| Text shown |
I love how they threw in a $10,000 program in with free and $500 programs. Like putting a Rolls up against a Camry, Taurus, etc.

While I agree that is sounds funny, on the face of it, I'm not sure it is necessarily wise to assume in the software world that most expensive equates to the best. A lot of non-commercial software entities are the standard-bearers, like Apache for web servers - and they cost nothing. Other commercial entities are provided for free (or low cost) because they promote the use of a manufacturers authoring tools, etc. that are certainly not free (a loss leader).
 
While I agree that is sounds funny, on the face of it, I'm not sure it is necessarily wise to assume in the software world that most expensive equates to the best. A lot of non-commercial software entities are the standard-bearers, like Apache for web servers - and they cost nothing. Other commercial entities are provided for free (or low cost) because they promote the use of a manufacturers authoring tools, etc. that are certainly not free (a loss leader).
I'm not saying that at all.

I've found a TON of bad advice about so-called 'free programs' especially from IT people. In the end, 90% of the time, the more expensive products ARE the better ones. Everything from CAD software, Editing Software, Office Software, Financial Software, Virus Software are all areas in which the more expensive products are better (or just simply work) compared to their cheap or free counterparts. Another common denominator for finding good software is what are the "professionals" using. However, there are some superb free and cheap software. I can't speak for server stuff, not my realm, but for the main consumer market best to NOT go with the free stuff unless it has a damn good reputation and test record.

| Recorded data |

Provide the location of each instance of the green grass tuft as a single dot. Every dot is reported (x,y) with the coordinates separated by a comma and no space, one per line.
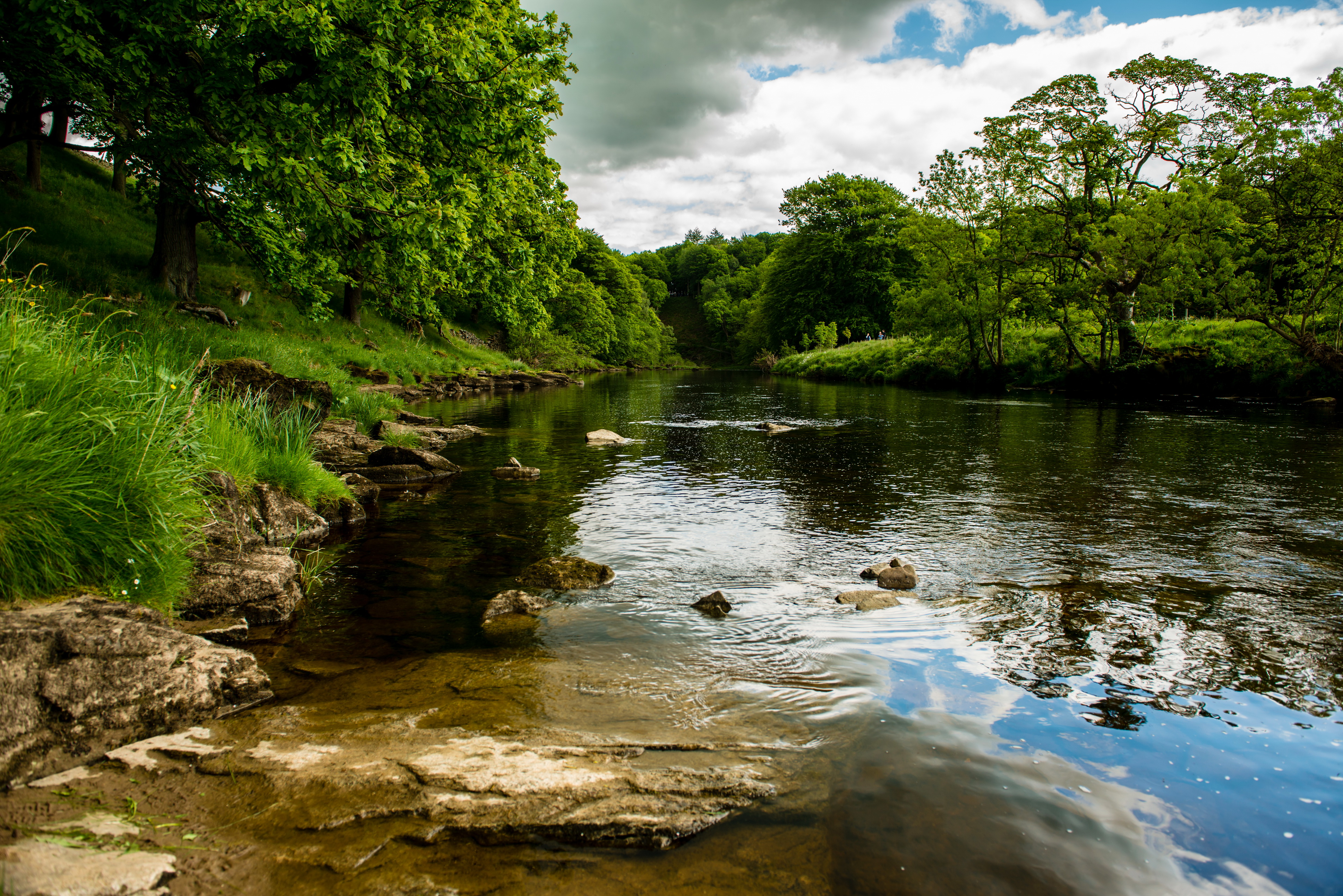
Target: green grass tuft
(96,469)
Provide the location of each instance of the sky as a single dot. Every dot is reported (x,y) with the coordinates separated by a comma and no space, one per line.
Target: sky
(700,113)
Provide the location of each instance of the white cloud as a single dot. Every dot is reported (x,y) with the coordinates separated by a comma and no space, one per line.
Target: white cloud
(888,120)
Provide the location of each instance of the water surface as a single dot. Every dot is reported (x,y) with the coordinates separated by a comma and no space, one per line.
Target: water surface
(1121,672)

---

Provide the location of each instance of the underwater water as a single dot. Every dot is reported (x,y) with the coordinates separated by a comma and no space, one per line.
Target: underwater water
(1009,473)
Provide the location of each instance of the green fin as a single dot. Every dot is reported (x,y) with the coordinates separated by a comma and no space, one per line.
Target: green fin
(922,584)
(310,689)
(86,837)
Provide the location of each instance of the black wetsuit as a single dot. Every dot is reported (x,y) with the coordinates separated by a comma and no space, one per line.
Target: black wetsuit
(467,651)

--

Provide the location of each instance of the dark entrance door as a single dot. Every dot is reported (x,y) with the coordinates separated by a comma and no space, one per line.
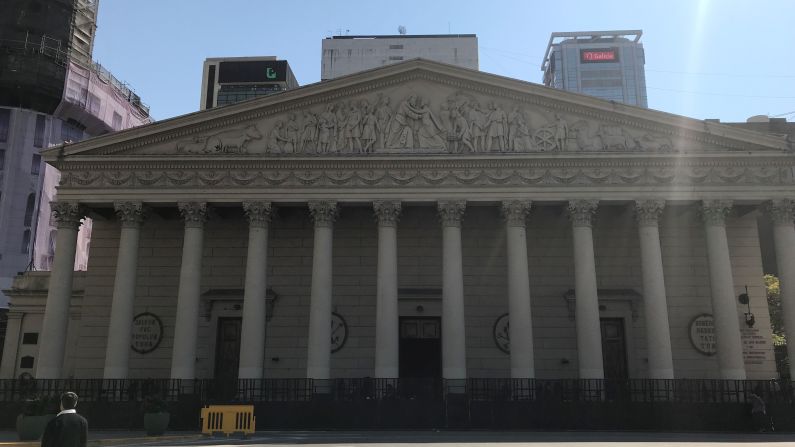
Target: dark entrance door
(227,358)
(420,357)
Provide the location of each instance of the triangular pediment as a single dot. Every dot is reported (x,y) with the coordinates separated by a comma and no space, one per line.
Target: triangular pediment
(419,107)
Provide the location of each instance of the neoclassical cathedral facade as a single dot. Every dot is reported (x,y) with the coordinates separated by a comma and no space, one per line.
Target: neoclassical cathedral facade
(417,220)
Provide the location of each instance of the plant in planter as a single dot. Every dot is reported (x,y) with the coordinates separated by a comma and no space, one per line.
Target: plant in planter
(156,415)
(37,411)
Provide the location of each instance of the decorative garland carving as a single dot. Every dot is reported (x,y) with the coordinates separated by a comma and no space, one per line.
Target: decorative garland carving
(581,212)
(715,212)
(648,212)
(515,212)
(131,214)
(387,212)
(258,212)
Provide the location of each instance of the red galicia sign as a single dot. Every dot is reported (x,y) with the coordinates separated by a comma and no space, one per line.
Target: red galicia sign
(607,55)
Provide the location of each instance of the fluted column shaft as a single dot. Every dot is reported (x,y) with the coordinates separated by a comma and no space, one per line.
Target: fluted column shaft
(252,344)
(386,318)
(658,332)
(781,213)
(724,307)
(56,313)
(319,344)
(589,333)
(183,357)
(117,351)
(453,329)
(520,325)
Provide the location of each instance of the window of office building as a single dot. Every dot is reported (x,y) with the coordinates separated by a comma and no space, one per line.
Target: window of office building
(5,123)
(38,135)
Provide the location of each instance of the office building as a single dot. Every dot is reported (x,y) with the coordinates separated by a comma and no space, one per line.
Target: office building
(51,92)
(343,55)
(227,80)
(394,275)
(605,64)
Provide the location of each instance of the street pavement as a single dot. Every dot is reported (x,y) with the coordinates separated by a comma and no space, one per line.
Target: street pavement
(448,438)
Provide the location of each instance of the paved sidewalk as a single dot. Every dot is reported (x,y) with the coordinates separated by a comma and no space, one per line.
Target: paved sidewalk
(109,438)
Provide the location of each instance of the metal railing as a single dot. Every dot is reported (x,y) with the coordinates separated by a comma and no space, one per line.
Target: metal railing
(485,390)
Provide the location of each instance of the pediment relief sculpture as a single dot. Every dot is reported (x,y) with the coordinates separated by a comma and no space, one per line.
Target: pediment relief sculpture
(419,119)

| What this exercise asks |
1. Write out the part of the software-pricing text starting at "I'm not saying" and ending at "and test record.", renaming "Virus Software" as "Antivirus Software".
2. In the software-pricing text, what is named as a non-commercial standard-bearer for web servers?
The items were taken from a separate source and have no connection to the text about software pricing.

| Exercise solutions |
1.
I'm not saying that at all.

I've found a TON of bad advice about so-called 'free programs' especially from IT people. In the end, 90% of the time, the more expensive products ARE the better ones. Everything from CAD software, Editing Software, Office Software, Financial Software, Antivirus Software are all areas in which the more expensive products are better (or just simply work) compared to their cheap or free counterparts. Another common denominator for finding good software is what are the "professionals" using. However, there are some superb free and cheap software. I can't speak for server stuff, not my realm, but for the main consumer market best to NOT go with the free stuff unless it has a damn good reputation and test record.

2. Apache